Assignment:
Give back an exact copy of the lines in the records below, from the line that has "Textual query: thin cord necklace" through the line that has "Below is the input image.", and nothing besides.

****

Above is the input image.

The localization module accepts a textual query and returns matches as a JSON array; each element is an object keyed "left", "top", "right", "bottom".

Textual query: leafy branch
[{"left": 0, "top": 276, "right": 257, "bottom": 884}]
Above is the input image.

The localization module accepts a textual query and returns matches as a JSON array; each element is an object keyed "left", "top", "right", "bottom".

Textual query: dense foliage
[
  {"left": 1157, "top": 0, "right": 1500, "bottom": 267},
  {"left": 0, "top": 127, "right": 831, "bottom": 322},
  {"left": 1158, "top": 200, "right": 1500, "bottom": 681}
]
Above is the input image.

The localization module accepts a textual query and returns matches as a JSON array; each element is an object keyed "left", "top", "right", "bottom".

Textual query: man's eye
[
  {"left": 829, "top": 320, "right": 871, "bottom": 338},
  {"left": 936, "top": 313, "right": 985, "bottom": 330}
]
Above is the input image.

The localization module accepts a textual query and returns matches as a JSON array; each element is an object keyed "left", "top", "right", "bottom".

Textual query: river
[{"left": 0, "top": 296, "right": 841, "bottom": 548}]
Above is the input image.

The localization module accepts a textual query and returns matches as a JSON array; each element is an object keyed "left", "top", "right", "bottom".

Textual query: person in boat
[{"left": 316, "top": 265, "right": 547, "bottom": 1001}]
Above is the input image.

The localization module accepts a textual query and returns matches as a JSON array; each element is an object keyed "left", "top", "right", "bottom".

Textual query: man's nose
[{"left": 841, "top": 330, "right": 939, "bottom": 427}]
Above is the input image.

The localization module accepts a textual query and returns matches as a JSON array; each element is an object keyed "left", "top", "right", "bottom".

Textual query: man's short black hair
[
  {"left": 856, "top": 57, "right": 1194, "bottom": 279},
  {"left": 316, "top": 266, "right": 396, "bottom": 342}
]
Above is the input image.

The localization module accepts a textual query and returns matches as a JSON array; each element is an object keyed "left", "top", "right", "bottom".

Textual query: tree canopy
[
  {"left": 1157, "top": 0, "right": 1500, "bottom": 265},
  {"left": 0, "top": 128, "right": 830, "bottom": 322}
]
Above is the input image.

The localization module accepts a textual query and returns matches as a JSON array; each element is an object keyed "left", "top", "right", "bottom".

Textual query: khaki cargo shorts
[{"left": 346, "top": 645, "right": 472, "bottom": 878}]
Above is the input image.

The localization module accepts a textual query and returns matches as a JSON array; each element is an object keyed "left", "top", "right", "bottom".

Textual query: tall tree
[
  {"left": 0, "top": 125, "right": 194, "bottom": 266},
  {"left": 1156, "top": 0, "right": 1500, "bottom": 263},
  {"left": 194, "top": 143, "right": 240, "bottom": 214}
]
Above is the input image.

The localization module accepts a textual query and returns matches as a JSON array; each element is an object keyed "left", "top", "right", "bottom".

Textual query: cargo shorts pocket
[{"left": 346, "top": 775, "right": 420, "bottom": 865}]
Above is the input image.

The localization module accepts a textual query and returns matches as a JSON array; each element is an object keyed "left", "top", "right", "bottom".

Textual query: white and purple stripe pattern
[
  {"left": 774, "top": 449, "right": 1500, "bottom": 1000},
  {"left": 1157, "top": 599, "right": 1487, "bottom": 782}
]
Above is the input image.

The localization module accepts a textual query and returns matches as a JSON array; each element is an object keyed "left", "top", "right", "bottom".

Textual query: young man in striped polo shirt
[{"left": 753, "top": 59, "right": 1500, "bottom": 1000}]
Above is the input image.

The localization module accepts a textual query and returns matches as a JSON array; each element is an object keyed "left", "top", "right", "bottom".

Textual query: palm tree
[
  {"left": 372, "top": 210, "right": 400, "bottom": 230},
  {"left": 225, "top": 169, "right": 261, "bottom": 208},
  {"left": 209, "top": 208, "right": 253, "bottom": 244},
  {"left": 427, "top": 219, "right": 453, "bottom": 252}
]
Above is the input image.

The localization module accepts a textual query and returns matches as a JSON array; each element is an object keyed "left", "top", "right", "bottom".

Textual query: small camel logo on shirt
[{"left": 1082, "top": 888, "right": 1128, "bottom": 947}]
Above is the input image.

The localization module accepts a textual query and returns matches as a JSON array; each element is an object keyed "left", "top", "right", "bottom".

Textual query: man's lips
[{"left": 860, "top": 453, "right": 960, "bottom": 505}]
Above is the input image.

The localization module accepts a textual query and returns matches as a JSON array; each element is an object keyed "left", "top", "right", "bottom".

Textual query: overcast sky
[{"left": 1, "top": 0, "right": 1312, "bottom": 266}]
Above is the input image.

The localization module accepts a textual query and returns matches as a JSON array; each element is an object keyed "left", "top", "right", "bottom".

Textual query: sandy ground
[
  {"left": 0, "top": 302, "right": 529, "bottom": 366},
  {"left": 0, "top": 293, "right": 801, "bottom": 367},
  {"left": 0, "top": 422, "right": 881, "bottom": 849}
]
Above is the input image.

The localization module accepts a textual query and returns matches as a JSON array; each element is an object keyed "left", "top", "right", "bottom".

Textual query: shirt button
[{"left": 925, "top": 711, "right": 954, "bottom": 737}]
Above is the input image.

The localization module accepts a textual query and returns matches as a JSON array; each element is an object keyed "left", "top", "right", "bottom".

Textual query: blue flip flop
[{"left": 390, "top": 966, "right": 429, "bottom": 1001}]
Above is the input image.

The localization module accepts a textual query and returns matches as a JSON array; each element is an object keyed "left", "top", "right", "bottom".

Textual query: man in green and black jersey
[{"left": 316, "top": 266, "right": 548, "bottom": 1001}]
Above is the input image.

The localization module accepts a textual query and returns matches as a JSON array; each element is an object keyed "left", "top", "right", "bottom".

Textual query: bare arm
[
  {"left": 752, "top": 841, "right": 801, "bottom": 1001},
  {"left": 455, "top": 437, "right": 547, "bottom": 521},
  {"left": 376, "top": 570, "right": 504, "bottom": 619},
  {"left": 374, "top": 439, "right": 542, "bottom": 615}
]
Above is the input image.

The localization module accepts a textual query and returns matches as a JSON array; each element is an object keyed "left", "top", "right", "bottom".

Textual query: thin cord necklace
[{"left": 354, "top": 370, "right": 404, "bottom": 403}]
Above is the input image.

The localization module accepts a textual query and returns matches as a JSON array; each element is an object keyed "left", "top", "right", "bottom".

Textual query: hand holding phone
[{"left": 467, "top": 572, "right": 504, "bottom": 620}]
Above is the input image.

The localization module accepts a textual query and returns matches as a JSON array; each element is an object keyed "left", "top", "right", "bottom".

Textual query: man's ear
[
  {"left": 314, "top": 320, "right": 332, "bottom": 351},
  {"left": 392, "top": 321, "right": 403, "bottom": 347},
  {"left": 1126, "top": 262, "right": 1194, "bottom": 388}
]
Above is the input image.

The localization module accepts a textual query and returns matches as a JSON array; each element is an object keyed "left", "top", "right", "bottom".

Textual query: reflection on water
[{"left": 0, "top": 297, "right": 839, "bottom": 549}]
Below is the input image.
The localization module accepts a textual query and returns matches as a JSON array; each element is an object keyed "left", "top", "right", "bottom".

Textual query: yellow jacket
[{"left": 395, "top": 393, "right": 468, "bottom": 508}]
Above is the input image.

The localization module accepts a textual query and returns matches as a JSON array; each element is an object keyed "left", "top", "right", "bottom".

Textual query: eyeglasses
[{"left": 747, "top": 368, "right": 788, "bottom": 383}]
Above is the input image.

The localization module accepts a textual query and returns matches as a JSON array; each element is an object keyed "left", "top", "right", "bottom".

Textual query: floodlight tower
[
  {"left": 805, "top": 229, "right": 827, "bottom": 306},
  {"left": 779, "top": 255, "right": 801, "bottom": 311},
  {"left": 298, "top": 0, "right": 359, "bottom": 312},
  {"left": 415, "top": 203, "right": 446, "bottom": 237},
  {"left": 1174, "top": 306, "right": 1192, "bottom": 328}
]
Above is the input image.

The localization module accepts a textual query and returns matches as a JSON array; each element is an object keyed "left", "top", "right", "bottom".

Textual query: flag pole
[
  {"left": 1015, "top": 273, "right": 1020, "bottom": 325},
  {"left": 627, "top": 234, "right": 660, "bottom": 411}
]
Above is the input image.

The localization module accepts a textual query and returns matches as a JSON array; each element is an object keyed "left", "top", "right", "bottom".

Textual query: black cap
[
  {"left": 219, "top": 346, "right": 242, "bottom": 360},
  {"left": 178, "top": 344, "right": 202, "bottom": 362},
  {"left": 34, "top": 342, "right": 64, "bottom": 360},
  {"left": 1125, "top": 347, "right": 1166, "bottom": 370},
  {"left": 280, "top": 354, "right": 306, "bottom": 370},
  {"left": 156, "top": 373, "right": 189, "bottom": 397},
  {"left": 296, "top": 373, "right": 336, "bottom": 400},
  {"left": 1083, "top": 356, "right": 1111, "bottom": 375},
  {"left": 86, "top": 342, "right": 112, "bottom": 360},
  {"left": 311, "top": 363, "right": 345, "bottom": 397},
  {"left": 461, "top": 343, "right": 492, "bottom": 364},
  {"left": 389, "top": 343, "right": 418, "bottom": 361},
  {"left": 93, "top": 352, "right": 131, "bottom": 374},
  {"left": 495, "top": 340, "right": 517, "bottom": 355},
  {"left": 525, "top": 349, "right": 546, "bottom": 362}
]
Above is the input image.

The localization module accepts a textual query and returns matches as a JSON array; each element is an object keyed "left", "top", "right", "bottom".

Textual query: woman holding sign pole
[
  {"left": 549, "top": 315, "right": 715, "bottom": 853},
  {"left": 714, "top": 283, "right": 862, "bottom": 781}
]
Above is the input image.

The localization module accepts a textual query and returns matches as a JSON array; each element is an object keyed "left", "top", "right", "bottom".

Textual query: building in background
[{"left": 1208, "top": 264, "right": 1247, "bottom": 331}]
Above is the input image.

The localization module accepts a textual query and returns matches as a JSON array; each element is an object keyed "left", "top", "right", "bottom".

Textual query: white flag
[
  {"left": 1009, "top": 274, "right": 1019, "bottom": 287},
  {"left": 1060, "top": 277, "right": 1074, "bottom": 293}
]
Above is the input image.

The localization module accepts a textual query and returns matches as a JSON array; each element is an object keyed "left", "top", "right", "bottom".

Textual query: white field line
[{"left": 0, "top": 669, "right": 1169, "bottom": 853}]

****

Exercise response:
Textual query: thin cord necklace
[{"left": 354, "top": 370, "right": 404, "bottom": 403}]
Above is the input image.

The localization module accepts a textual query and returns matches as a JSON array; each element is an object keyed "left", "top", "right", "bottom".

Textual query: hand holding phone
[{"left": 467, "top": 572, "right": 504, "bottom": 620}]
Above is the input image.

The localization module accepts a textual query and returns matches as a JSON array; each element is an object keyed "left", "top", "right", "bottom".

Textual query: man's ear
[
  {"left": 314, "top": 320, "right": 332, "bottom": 351},
  {"left": 392, "top": 321, "right": 403, "bottom": 347},
  {"left": 1126, "top": 262, "right": 1194, "bottom": 388}
]
Above is the input image.

The localization module accepts a textual query and returns matches as a JSON array; each element is an object keyed "left", "top", "right", "bottom".

Textual query: reflection on water
[{"left": 0, "top": 297, "right": 839, "bottom": 549}]
Below is the input image.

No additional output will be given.